In  the  case  of  checking  the  change  in
learners’ accuracy level, the ratio  of  error-free  T-units  to  the  number  of  T-units  was
used  as  introduced  as  the  best  measure  of
accuracy  by  Wolfe-Quintero,  Inagaki,  and
Kim (1998).   
 
In  order  to  be  consistent  and  accurate  in
counting  the  number  of  different  elements
such  as  T-units,  error-free  T-units,
dependent  clauses,  and  the  number  of
clauses in participants’ samples, there had to
be  an  operational  definition  for  each.  A
dependent  clause  could  be  any  type  of
adverb  clauses,  adjective  clauses,  or  noun
clauses.  All  reduced  clauses  were  also
counted.  An  independent  clause  was  one
which was complete in meaning and did not
need  any  other  clause  to  complete  it.  A  T-unit  was  an  independent  clause  with  all  the
dependent  clauses  attached  to  it.  As  such,
every  sentence  including  only  one
independent  clause  was  also  a  T-unit
(Wolfe-Quintero,  Inagaki,  and  Kim,  1998).
An error-free T-unit was a T-unit which did
not include any kind of error but for spelling
and  punctuation.  All  the  writing  samples
were  rated  with  only  one  rater  for  the
measures  in  fluency,  grammatical
complexity,  and  accuracy.  As  Chandler
(2003) states, in such studies, the intra-rater
reliability  is  more  important  than  the  inter-rater reliability. The intra rater reliability for
 
all  the  measures  was  above  .94.  In  order  to
check  the  change  in  learners’  fluency,
grammatical  complexity,  and  accuracy,
either  the  gain  scores  were  checked  or  the
SPANOVA was used.  
 
Results
Due  to  the  design  of  the  study,  SPANOVA
could  be  the  best  statistical  test  for  data
analysis.  However,  this  test  has  some
underlying  assumption  which  must  be  met.
In  this  section  for  research  questions  in
which  such  assumptions  were  met,  the
results  of  SPANOVA  were  reported.  In
other cases, the gain score analysis was used
as  a  good  substitute  to  the  use  of
SPANOVA.
 
The  first  research  question  addressed  the
existence  of  any  significant  change  in
learners’  fluency  of  writing  and  the
difference  between  the  two  groups  as  a
result  of  the  intervention  received  by  the
treatment  group.  A  SPANOVA  was
performed for the two groups across the two
time  periods  (pretest,  and  the  posttest).
There  was  a  significant  interaction  between
time and group, Wilks’ Lambda = .74, F (1,
55) = 18.96, p < .0005, partial eta squared =
.26.  There  was  a  substantial  main  effect  for
time,  Wilks’  Lambda  =  .57,  F  (1,  55)  =
41.04,  p  <  .0005,  partial  eta  squared  =
.43.However,  the  main  effect  for  Group,
comparing  the  effect  of  the  intervention  on
the  two  groups,  was  not  found  statistically
significant,  F  (1,  55)  =  1.02,  p  =  .32,
suggesting  a  lack  of  benefit  for  any  group
over  the  other  one  and  an  improvement  for
both groups in the number of words written.

______

## Instruction A
Express the stretch of the listing from its start through the line containing "x=437, y=273" as a JSON list of strings, one string per line, leaving out blank lines.
The listing that comes next has no connection to the excerpt on measuring learners' writing.

## Object position labeling entries
______

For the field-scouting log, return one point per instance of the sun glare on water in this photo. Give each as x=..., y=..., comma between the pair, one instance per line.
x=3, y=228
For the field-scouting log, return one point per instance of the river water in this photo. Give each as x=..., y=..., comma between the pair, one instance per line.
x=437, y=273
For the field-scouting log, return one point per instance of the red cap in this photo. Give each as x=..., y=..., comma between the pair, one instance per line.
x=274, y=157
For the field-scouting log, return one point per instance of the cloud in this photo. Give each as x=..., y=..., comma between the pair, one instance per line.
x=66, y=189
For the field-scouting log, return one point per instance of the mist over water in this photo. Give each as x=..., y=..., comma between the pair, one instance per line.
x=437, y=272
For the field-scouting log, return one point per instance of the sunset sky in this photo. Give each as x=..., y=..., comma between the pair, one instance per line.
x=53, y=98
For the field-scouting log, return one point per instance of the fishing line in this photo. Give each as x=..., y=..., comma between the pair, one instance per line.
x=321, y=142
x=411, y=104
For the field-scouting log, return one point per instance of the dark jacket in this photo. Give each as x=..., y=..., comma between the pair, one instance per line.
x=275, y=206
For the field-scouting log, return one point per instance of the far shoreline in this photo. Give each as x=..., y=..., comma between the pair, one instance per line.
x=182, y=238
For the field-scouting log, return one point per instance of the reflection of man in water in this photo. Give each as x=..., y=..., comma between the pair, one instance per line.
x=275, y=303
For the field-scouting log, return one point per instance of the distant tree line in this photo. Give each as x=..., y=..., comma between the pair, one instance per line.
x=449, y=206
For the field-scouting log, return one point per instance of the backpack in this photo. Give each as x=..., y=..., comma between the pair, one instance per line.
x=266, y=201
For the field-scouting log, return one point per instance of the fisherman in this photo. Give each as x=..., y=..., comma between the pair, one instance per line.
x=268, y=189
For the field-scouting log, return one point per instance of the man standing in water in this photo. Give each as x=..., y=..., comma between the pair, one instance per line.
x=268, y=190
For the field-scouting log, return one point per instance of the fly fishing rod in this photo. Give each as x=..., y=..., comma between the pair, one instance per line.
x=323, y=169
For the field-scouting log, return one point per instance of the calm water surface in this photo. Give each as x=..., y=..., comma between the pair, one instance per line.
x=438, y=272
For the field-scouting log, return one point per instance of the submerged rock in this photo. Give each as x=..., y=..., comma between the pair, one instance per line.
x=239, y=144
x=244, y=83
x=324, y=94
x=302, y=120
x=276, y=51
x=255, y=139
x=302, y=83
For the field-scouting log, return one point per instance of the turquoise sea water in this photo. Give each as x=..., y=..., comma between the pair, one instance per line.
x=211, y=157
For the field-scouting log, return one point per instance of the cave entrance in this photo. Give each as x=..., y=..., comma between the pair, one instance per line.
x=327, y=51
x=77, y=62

______

## Instruction B
According to the excerpt on measuring learners' writing, which kinds of errors could an error-free T-unit still contain?

## Solution A
[
  "For the field-scouting log, return one point per instance of the sun glare on water in this photo. Give each as x=..., y=..., comma between the pair, one instance per line.",
  "x=3, y=228",
  "For the field-scouting log, return one point per instance of the river water in this photo. Give each as x=..., y=..., comma between the pair, one instance per line.",
  "x=437, y=273"
]

## Solution B
Spelling and punctuation errors.